§ **To be done**
Reproduce the records from the line containing "Objective — locate the person in blue" through the end of the records, renaming "fur-trimmed hood" to "fur-lined hood" everywhere in that span and leaving everything else unchanged.

# # # #

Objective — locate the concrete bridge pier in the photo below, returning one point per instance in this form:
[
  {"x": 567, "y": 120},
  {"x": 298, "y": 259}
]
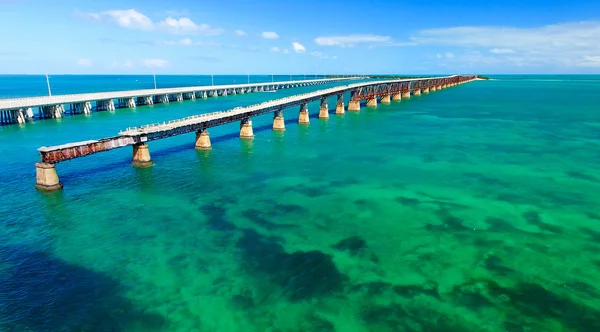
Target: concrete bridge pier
[
  {"x": 203, "y": 140},
  {"x": 246, "y": 129},
  {"x": 52, "y": 111},
  {"x": 324, "y": 109},
  {"x": 29, "y": 113},
  {"x": 105, "y": 105},
  {"x": 339, "y": 106},
  {"x": 46, "y": 178},
  {"x": 304, "y": 117},
  {"x": 83, "y": 108},
  {"x": 278, "y": 121},
  {"x": 130, "y": 102},
  {"x": 141, "y": 155},
  {"x": 372, "y": 102},
  {"x": 163, "y": 99},
  {"x": 20, "y": 116}
]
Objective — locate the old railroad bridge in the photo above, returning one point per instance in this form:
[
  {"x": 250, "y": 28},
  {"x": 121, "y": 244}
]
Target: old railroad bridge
[{"x": 372, "y": 92}]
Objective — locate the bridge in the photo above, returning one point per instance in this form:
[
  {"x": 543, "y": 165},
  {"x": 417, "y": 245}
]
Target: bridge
[
  {"x": 372, "y": 92},
  {"x": 19, "y": 110}
]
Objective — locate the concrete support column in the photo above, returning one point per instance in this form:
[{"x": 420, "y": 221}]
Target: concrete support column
[
  {"x": 20, "y": 116},
  {"x": 246, "y": 129},
  {"x": 354, "y": 103},
  {"x": 304, "y": 117},
  {"x": 324, "y": 109},
  {"x": 203, "y": 140},
  {"x": 278, "y": 121},
  {"x": 339, "y": 106},
  {"x": 46, "y": 178},
  {"x": 141, "y": 155},
  {"x": 131, "y": 102},
  {"x": 29, "y": 113},
  {"x": 372, "y": 102}
]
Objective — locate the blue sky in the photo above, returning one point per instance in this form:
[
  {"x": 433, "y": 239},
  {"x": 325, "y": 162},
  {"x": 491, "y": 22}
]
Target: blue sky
[{"x": 295, "y": 37}]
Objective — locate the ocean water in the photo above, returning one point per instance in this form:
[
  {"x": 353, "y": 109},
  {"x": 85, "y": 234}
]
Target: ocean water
[{"x": 474, "y": 208}]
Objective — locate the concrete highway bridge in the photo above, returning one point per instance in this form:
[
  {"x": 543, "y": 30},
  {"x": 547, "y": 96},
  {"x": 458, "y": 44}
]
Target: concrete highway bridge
[
  {"x": 138, "y": 137},
  {"x": 20, "y": 110}
]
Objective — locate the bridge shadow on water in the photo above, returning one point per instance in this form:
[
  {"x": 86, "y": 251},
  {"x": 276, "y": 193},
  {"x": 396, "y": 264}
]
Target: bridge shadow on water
[{"x": 42, "y": 293}]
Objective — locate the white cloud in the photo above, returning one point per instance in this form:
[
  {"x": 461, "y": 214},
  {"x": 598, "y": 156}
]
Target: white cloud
[
  {"x": 132, "y": 19},
  {"x": 502, "y": 51},
  {"x": 129, "y": 18},
  {"x": 84, "y": 62},
  {"x": 352, "y": 40},
  {"x": 298, "y": 48},
  {"x": 185, "y": 25},
  {"x": 269, "y": 35},
  {"x": 154, "y": 63},
  {"x": 562, "y": 45}
]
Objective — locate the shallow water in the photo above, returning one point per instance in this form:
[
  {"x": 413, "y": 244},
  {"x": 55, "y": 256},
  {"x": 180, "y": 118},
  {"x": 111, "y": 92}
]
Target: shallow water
[{"x": 469, "y": 209}]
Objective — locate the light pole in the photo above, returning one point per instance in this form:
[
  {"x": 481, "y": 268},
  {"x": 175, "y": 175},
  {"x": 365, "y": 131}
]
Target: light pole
[{"x": 48, "y": 83}]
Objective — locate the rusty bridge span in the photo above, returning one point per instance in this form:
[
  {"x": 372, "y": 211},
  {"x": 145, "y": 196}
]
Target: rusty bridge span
[{"x": 372, "y": 92}]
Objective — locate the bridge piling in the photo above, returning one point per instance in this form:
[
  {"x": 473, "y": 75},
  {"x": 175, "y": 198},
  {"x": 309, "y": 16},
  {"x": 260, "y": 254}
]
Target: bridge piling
[
  {"x": 304, "y": 117},
  {"x": 339, "y": 106},
  {"x": 141, "y": 155},
  {"x": 46, "y": 178},
  {"x": 372, "y": 102},
  {"x": 203, "y": 140},
  {"x": 246, "y": 129},
  {"x": 278, "y": 121},
  {"x": 324, "y": 109}
]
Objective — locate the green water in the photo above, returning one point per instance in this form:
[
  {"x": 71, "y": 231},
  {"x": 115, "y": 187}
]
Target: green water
[{"x": 469, "y": 209}]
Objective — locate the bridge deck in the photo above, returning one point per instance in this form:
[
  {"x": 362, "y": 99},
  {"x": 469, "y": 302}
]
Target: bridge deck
[
  {"x": 26, "y": 102},
  {"x": 134, "y": 135}
]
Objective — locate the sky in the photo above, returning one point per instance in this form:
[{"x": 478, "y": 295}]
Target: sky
[{"x": 299, "y": 37}]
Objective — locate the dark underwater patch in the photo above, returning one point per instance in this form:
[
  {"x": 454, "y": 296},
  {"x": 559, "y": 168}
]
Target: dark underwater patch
[
  {"x": 256, "y": 217},
  {"x": 430, "y": 288},
  {"x": 352, "y": 244},
  {"x": 41, "y": 293},
  {"x": 217, "y": 217},
  {"x": 300, "y": 275},
  {"x": 407, "y": 201},
  {"x": 582, "y": 176},
  {"x": 534, "y": 218}
]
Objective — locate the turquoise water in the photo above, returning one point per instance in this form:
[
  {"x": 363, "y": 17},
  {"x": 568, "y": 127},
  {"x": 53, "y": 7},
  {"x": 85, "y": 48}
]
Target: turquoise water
[{"x": 469, "y": 209}]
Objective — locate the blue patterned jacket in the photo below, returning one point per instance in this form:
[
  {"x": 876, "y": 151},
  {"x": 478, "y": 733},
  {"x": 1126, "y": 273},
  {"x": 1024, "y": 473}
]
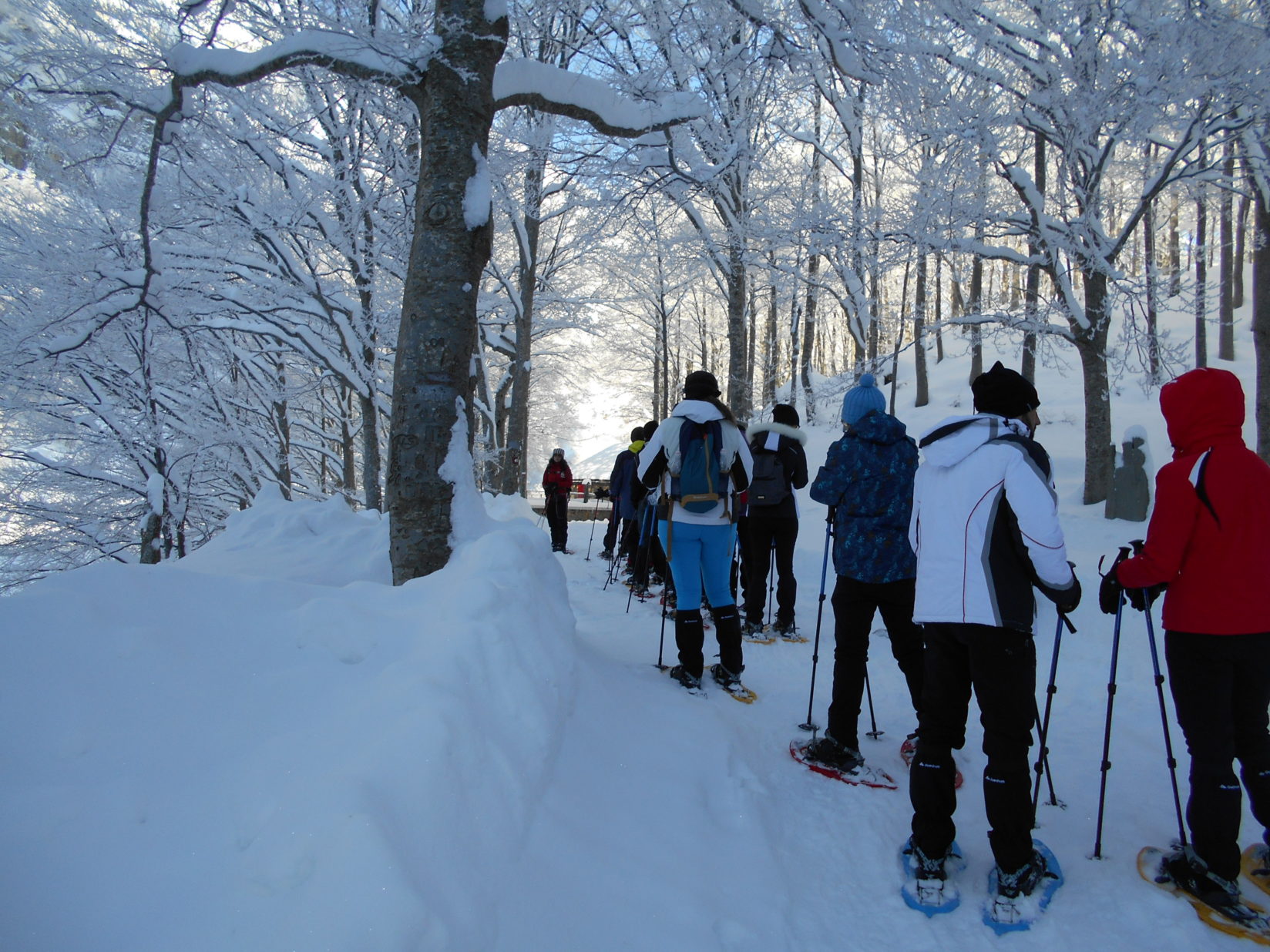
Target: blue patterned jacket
[{"x": 869, "y": 478}]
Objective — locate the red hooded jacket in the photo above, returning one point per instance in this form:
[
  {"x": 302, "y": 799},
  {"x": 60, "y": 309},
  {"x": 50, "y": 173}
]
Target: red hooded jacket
[{"x": 1209, "y": 533}]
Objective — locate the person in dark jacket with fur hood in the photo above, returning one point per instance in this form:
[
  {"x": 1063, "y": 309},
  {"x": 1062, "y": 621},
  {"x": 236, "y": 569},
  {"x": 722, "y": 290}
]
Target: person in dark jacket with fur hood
[
  {"x": 780, "y": 468},
  {"x": 868, "y": 483}
]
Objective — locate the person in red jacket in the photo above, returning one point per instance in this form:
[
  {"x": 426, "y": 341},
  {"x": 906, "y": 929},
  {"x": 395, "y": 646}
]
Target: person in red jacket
[
  {"x": 556, "y": 483},
  {"x": 1208, "y": 542}
]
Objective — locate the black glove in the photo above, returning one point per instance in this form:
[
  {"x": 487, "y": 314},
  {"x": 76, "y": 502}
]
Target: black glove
[
  {"x": 1071, "y": 598},
  {"x": 1142, "y": 599},
  {"x": 1110, "y": 589}
]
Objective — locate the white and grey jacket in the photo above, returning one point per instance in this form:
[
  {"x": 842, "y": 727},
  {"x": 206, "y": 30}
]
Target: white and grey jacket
[
  {"x": 660, "y": 454},
  {"x": 985, "y": 526}
]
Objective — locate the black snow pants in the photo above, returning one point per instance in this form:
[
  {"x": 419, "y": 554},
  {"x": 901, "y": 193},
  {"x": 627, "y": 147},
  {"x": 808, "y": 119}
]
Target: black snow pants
[
  {"x": 1221, "y": 686},
  {"x": 854, "y": 607},
  {"x": 1001, "y": 667}
]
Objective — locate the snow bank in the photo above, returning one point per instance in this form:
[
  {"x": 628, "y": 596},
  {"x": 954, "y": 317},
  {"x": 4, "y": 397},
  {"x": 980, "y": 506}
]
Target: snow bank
[{"x": 268, "y": 746}]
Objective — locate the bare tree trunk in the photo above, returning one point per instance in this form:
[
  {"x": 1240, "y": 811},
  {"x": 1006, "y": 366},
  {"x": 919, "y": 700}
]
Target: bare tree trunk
[
  {"x": 813, "y": 268},
  {"x": 1148, "y": 240},
  {"x": 770, "y": 348},
  {"x": 1262, "y": 320},
  {"x": 282, "y": 427},
  {"x": 739, "y": 399},
  {"x": 939, "y": 309},
  {"x": 1032, "y": 290},
  {"x": 1241, "y": 230},
  {"x": 1091, "y": 347},
  {"x": 1175, "y": 252},
  {"x": 437, "y": 335},
  {"x": 1226, "y": 281},
  {"x": 973, "y": 310}
]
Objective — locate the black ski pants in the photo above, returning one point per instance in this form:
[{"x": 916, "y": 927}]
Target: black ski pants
[
  {"x": 768, "y": 532},
  {"x": 1221, "y": 686},
  {"x": 690, "y": 639},
  {"x": 854, "y": 607},
  {"x": 1001, "y": 667},
  {"x": 558, "y": 518}
]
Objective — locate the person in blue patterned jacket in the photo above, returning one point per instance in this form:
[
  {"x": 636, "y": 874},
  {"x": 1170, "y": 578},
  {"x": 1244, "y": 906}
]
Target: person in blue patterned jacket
[{"x": 868, "y": 483}]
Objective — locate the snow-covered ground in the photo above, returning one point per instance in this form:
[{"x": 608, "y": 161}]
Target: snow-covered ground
[{"x": 267, "y": 746}]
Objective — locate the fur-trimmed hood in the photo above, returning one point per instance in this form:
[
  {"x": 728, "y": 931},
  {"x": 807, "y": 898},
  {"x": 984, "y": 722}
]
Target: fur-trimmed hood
[{"x": 782, "y": 429}]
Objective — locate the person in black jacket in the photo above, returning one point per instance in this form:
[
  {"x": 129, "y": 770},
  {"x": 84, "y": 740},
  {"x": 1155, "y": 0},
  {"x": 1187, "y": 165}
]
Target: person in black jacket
[{"x": 780, "y": 468}]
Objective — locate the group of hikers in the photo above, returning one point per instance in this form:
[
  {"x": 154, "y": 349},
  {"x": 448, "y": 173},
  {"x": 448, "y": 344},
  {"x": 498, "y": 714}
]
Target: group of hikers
[{"x": 948, "y": 537}]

# # # #

§ **Reply**
Objective — locate the person in blue patterned jacket in the photo above, returning one point per instance in this form:
[
  {"x": 636, "y": 874},
  {"x": 1170, "y": 578},
  {"x": 1244, "y": 906}
]
Target: person in blue patterned jacket
[{"x": 868, "y": 483}]
Objective — locate the snow-covered ground in the photo above, returning one point per instance in this form:
[{"x": 608, "y": 161}]
Target: snow-covered ground
[{"x": 267, "y": 746}]
Objective — locate the fur-lined hood in the photo above, returning one point per instance in this form:
[
  {"x": 728, "y": 931},
  {"x": 807, "y": 898},
  {"x": 984, "y": 722}
]
Target: fur-lined hood
[{"x": 782, "y": 429}]
Objective — locate the person in black jacket in the photo above, returning one point per instance in this form:
[
  {"x": 129, "y": 770},
  {"x": 84, "y": 740},
  {"x": 1155, "y": 0},
  {"x": 1187, "y": 165}
]
Target: person in black jacket
[{"x": 780, "y": 468}]
Objective — locate the group of hikers in the photo above, returning one point per instance in this form:
[
  {"x": 154, "y": 349},
  {"x": 448, "y": 173},
  {"x": 448, "y": 344},
  {"x": 498, "y": 714}
]
Target: group of hikers
[{"x": 948, "y": 537}]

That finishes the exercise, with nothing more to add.